----- EXTRACTED MATERIAL -----

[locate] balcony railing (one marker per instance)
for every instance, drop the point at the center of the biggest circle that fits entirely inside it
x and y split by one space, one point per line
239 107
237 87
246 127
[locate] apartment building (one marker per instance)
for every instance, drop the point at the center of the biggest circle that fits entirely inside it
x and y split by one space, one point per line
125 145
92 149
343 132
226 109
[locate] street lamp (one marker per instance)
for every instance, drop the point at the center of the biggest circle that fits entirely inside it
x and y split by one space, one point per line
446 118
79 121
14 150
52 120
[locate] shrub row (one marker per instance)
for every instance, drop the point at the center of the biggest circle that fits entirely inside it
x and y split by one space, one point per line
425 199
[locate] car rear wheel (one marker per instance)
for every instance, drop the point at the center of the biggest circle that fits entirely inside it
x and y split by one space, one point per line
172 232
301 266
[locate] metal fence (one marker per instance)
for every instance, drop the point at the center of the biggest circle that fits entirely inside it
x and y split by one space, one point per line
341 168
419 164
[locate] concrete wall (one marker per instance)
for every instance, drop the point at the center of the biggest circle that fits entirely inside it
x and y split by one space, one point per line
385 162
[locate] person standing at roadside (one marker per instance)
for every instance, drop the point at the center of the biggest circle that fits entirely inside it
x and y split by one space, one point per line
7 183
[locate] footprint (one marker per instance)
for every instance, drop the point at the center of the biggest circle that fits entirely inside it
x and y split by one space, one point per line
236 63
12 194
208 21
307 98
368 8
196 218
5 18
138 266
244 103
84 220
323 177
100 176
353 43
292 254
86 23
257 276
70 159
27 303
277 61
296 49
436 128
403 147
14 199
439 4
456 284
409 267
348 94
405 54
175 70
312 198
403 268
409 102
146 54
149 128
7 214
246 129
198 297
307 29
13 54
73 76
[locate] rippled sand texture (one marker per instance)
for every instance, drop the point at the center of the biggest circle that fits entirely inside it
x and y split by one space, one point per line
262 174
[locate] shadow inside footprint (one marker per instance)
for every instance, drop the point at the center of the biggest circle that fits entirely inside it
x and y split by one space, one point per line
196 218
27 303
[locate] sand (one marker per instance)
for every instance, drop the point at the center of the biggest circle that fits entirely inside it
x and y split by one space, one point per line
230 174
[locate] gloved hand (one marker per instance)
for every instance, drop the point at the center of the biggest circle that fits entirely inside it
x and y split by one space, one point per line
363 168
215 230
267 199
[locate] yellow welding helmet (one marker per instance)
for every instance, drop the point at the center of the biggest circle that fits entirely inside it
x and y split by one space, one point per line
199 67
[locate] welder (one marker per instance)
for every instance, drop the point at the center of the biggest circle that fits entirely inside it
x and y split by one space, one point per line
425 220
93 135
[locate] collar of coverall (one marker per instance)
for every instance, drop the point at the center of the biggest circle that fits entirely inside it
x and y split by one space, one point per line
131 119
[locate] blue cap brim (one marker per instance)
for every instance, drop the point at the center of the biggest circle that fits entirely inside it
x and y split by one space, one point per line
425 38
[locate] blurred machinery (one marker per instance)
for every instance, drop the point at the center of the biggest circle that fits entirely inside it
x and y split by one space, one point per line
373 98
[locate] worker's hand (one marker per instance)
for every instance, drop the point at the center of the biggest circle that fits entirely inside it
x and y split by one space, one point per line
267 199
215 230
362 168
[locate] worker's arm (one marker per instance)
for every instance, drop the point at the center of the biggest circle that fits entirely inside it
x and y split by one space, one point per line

-----

PROBLEM DETAILS
Set out every line of the items above as a numbered list, omitting any blank lines.

SOLUTION TO THIS PROBLEM
1. [locate] balcony railing (one marker per instance)
2. for every instance, drop the point at the center of the biggest circle that fits entirely inside it
3. x and y split by one space, one point per line
4. 239 107
5. 237 87
6. 246 127
7. [locate] apartment building (one marker per instance)
8. for every instance, drop the point at the center of the biggest circle that fits entirely inside it
9. x and y split by one space, one point per line
10. 125 145
11. 92 149
12. 343 132
13. 226 109
14. [locate] street lamp (one marker per instance)
15. for every instance, drop the point at the center of the biggest circle that fits entirely inside it
16. x and y split by one space, one point per line
17. 446 118
18. 79 121
19. 14 150
20. 52 120
21. [locate] shrub row (one marker per instance)
22. for every instance, drop the point at the center of the biggest circle that fits entirely inside it
23. x and y split by one space, one point per line
24. 425 199
25. [locate] car rear wheel (one marker per instance)
26. for every instance, drop the point at the center of the biggest circle that fits entirely inside it
27. x and y split by one space, one point per line
28. 172 232
29. 301 266
30. [locate] metal fence (one marker per instance)
31. for every instance, drop the point at the center of the biggest circle that fits entirely inside it
32. x and y split by one space, one point per line
33. 341 168
34. 419 164
35. [locate] concrete wall (one marker per instance)
36. for every instance, drop the point at the center of the biggest circle that fits entirely inside it
37. x and y split by one space, one point per line
38. 385 162
39. [locate] person standing at roadside (one marker per instance)
40. for every instance, drop the point at the center of the biggest circle that fits entirely inside it
41. x and y split by one space, one point per line
42. 7 183
43. [locate] footprint (one marker per instance)
44. for every instance, drop the point at the center of the biggest circle that fits entirely inside it
45. x and y split by one space, one point per line
46. 236 63
47. 12 194
48. 208 21
49. 307 98
50. 368 8
51. 196 218
52. 5 18
53. 138 266
54. 244 103
55. 84 220
56. 323 177
57. 100 176
58. 353 43
59. 292 254
60. 86 23
61. 257 276
62. 70 159
63. 27 303
64. 277 61
65. 296 49
66. 436 128
67. 403 147
68. 14 199
69. 439 4
70. 456 284
71. 409 267
72. 348 94
73. 405 54
74. 175 70
75. 312 198
76. 403 268
77. 409 102
78. 146 54
79. 149 128
80. 7 214
81. 246 129
82. 198 297
83. 307 29
84. 13 54
85. 73 76
86. [locate] rippled sand texture (one marker per instance)
87. for every instance, drop the point at the center of the biggest circle that fits entirely inside it
88. x and y split by one space, one point per line
89. 262 174
90. [locate] shadow inside footprint (one marker per instance)
91. for every instance, drop the point at the center of the biggest circle that fits entirely inside it
92. x and y split by one space, one point per line
93. 196 218
94. 27 303
95. [locate] sand (one marker per instance)
96. for every instance, drop the point at the center of the biggest circle that fits entirely inside it
97. x and y split by one space, one point per line
98. 230 174
99. [locate] gloved hand (one marker per instance)
100. for every instance, drop the point at the center of the biggest circle that fits entirely inside it
101. x and y split by one space, one point per line
102. 363 168
103. 215 230
104. 267 199
105. [locate] yellow welding helmet (one marker per instance)
106. for every instance, drop the point at the center of the biggest circle that fits entirely inside it
107. x and y split by one space, one point per line
108. 199 67
109. [locate] welder (one marker per instance)
110. for every instance, drop the point at the center of the biggest circle that fits entirely inside it
111. x and y split by one space, one point per line
112. 425 220
113. 93 135
114. [locate] collar of coverall (one marker per instance)
115. for every instance, drop the point at the center of the biggest circle that fits entirely inside it
116. x and y split by one space, one point per line
117. 131 119
118. [locate] blue cap brim (one marker per instance)
119. for every instance, drop the point at the center of the biggest circle that fits entirely inside it
120. x and y split by one space, one point per line
121. 425 38
122. [locate] blurred machinery (one marker per instance)
123. for every instance, drop the point at the center of the biggest circle that fits entirely inside it
124. x and y split by one space, one point per line
125. 373 98
126. [locate] worker's hand (one marker per instance)
127. for every instance, drop the point at the center of the biggest circle that fits entirely inside it
128. x and y split by one space, one point per line
129. 267 199
130. 215 230
131. 362 168
132. [locate] worker's arm (one marker per instance)
133. for every instance, drop the point at the center of the biggest circle that fits entirely inside it
134. x and y split by one space, one point per line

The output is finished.